- **EXERCISE BRIEF**: Wherever the string "outlet" shows up in the material below, copy that line.
____
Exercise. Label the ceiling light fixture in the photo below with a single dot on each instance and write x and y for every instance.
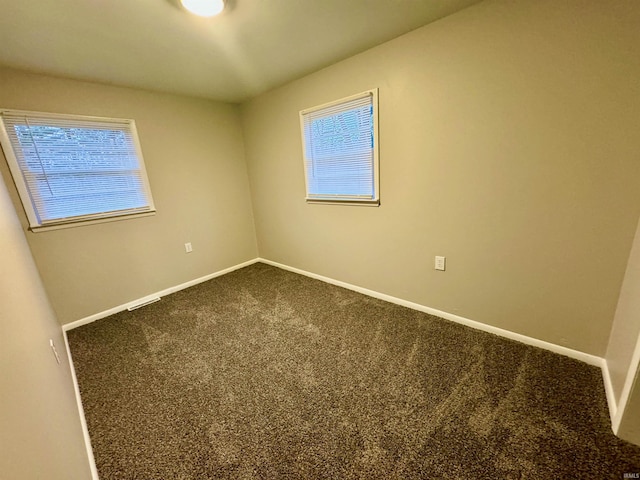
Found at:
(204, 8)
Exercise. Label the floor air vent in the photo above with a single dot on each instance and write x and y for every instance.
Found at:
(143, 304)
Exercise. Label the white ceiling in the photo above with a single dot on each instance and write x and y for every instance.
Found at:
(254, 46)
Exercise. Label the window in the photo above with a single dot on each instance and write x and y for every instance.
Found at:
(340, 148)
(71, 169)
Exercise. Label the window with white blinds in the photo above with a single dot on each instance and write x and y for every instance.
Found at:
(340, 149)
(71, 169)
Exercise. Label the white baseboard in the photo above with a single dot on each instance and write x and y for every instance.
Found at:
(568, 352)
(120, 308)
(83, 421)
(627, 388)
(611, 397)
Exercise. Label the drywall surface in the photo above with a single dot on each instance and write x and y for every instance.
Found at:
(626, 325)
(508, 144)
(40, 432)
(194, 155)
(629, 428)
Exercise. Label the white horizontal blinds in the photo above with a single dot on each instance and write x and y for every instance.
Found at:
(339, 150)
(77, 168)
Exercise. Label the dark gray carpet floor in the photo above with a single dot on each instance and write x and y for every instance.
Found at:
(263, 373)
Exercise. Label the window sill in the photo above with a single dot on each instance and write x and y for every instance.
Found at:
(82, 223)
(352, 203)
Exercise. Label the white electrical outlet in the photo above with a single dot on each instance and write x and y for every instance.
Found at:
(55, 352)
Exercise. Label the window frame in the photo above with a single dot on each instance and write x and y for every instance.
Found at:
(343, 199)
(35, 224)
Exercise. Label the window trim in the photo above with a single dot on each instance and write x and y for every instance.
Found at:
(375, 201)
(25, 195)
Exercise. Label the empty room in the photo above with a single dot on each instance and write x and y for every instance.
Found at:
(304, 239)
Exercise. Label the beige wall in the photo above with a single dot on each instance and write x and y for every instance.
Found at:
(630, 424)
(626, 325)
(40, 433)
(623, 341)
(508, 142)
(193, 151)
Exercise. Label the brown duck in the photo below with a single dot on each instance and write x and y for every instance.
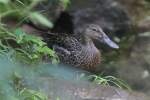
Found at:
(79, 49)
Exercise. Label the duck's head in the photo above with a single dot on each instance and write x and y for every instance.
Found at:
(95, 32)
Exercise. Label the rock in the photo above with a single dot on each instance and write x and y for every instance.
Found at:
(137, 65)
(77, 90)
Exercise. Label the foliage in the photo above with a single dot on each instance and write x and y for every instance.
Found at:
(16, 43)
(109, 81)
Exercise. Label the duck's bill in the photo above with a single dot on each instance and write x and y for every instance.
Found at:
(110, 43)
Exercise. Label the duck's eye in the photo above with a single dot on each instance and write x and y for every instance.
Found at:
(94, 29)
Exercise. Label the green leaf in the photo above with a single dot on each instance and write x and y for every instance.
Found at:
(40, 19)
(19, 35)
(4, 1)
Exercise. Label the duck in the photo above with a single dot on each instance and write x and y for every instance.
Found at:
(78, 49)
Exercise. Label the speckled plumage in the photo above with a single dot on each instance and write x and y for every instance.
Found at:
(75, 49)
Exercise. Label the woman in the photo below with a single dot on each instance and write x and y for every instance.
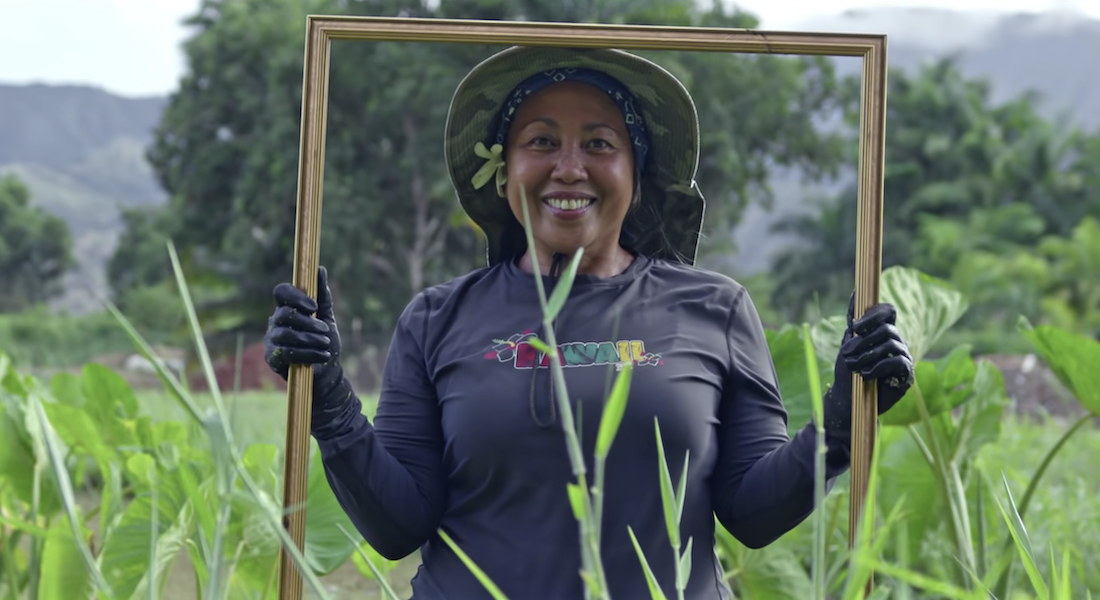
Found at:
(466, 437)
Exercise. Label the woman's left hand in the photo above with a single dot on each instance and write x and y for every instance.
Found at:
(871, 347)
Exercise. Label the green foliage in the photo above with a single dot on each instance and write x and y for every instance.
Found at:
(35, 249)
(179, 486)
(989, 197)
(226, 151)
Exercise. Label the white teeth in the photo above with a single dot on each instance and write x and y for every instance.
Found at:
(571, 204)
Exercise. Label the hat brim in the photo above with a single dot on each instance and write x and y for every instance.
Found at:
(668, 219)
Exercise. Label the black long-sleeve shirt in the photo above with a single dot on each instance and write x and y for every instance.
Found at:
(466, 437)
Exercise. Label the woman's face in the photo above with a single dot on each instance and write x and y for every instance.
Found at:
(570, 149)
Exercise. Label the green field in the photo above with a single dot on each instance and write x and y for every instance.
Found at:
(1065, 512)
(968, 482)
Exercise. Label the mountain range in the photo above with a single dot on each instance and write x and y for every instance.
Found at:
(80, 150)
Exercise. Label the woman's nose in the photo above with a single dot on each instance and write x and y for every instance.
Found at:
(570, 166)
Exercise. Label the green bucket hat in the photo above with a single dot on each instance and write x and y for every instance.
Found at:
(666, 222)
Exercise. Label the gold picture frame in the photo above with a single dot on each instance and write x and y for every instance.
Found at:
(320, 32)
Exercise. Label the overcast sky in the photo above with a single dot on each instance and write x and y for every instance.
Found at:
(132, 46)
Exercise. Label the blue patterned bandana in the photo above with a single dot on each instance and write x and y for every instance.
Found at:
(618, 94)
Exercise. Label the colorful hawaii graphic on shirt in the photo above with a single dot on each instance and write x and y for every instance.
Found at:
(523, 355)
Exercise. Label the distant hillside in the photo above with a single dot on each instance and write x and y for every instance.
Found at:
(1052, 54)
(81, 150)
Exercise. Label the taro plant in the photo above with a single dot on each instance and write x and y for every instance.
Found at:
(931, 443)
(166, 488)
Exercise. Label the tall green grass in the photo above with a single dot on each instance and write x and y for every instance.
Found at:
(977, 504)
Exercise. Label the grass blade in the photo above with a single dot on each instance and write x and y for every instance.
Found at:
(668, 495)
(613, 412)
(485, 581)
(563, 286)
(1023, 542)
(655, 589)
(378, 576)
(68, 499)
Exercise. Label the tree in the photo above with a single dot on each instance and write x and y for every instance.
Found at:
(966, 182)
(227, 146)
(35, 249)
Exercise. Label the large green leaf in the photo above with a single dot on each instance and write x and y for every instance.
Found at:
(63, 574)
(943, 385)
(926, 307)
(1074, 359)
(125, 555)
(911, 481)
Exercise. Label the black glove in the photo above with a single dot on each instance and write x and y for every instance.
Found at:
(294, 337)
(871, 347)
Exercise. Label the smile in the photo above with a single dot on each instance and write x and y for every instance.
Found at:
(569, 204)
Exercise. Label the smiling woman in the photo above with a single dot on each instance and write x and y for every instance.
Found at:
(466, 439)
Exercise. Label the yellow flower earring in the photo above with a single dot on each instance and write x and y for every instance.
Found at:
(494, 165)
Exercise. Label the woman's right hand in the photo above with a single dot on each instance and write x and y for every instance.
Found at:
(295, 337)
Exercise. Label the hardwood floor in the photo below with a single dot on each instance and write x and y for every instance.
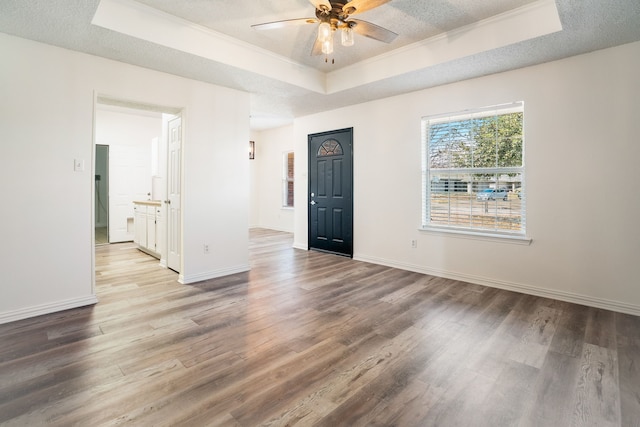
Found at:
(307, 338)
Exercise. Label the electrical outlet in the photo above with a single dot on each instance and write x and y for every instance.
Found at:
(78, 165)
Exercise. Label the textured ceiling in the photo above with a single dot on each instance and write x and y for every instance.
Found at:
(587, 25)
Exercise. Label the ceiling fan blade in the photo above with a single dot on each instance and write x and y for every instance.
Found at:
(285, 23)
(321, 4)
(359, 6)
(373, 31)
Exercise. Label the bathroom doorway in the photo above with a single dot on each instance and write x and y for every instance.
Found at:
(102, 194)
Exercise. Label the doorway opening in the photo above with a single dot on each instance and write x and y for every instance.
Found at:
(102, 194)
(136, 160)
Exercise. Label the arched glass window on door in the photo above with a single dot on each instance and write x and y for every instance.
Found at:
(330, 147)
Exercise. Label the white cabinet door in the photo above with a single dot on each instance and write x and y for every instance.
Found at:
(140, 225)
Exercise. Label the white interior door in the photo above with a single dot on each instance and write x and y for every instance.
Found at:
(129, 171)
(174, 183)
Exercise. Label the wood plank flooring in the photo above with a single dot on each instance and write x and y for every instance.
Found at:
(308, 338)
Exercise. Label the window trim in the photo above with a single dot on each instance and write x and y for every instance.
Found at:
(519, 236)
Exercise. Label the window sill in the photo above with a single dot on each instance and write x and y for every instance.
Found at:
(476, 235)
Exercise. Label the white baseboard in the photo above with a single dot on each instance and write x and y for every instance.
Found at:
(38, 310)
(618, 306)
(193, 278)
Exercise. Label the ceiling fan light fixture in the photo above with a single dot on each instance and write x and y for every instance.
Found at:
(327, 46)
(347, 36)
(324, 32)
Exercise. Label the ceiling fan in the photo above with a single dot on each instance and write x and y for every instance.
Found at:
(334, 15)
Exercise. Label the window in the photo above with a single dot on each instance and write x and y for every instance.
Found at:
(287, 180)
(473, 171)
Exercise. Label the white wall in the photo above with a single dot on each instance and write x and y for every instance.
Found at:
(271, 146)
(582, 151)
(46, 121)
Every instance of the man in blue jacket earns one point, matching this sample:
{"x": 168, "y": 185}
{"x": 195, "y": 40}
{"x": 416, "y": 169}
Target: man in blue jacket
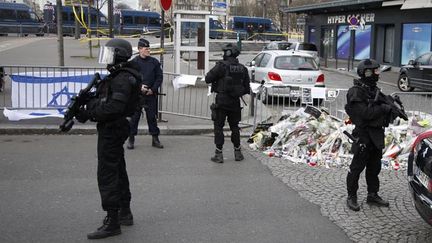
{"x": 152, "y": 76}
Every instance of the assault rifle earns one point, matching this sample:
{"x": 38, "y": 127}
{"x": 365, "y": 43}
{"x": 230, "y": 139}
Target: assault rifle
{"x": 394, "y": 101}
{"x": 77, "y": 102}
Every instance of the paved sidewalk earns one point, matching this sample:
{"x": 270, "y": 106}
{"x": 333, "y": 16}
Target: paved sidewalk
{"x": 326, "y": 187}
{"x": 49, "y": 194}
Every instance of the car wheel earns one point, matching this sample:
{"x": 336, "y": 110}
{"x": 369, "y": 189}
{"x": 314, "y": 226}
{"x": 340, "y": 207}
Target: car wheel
____
- **EXERCISE RESULT**:
Exercise. Label the white electrical outlet in the photo above with a single dot on each instance and write x and y for every instance.
Exercise. Label the electrical outlet in the photo above with a single dot on each instance and write x and y for every instance.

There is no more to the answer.